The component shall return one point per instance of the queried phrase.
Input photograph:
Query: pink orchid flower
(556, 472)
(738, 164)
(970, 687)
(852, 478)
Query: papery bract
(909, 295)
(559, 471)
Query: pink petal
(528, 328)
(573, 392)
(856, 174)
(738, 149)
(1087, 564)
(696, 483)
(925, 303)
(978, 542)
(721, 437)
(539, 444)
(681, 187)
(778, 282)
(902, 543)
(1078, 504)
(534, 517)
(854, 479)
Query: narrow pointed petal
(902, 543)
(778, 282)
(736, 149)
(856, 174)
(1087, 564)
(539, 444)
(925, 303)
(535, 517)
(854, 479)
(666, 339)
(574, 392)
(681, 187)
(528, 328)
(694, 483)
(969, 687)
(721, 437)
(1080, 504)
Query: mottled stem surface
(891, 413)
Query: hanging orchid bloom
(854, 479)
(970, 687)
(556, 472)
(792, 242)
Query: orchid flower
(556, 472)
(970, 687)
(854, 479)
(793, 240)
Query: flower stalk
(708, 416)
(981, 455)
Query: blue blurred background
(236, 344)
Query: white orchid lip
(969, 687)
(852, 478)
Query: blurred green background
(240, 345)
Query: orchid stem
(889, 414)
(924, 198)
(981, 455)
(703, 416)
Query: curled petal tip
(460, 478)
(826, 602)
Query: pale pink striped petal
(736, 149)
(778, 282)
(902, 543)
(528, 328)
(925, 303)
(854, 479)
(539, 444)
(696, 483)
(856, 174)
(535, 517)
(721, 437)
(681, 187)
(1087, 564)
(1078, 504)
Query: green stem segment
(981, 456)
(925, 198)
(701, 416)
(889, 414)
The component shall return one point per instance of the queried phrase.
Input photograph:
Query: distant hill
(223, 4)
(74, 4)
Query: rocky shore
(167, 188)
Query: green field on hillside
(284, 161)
● ● ● ● ● ● ●
*PROMPT*
Set all of the records down again, exactly as they stand.

*FINISHED EXERCISE*
The component shall return one point per instance of the queried phrase.
Input photograph:
Query: pink orchid flower
(556, 472)
(738, 164)
(970, 687)
(852, 478)
Query: papery bract
(909, 295)
(559, 471)
Query: pink petal
(528, 328)
(573, 392)
(856, 174)
(738, 149)
(1087, 564)
(696, 483)
(925, 303)
(978, 542)
(721, 437)
(539, 444)
(681, 187)
(778, 282)
(902, 543)
(1078, 504)
(534, 517)
(854, 479)
Query: narrow pointed petal
(902, 543)
(778, 282)
(736, 149)
(856, 174)
(1087, 564)
(539, 444)
(925, 303)
(535, 517)
(854, 479)
(666, 339)
(574, 392)
(681, 187)
(528, 328)
(694, 483)
(969, 687)
(721, 437)
(1080, 504)
Query: mottled stem surface
(891, 413)
Query: hanging orchid bloom
(854, 479)
(970, 687)
(556, 472)
(792, 242)
Query: orchid flower
(556, 472)
(970, 687)
(854, 479)
(793, 240)
Query: flower stalk
(708, 416)
(981, 455)
Query: blue blurred background
(236, 344)
Query: white orchid lip
(969, 687)
(852, 478)
Query: blurred green background
(240, 345)
Query: orchid stem
(889, 414)
(924, 198)
(981, 455)
(703, 416)
Query: curled petal tip
(460, 478)
(826, 602)
Query: pale pink striped petal
(736, 149)
(778, 282)
(902, 543)
(528, 328)
(925, 303)
(854, 479)
(539, 444)
(696, 483)
(856, 174)
(535, 517)
(721, 437)
(681, 187)
(1087, 564)
(1078, 504)
Query: green stem segment
(981, 456)
(925, 198)
(701, 416)
(889, 414)
The component shall return one point per instance of the queried phrase.
Input photograph:
Query: distant hill
(223, 4)
(74, 4)
Query: rocky shore
(167, 188)
Query: green field on hillside
(284, 161)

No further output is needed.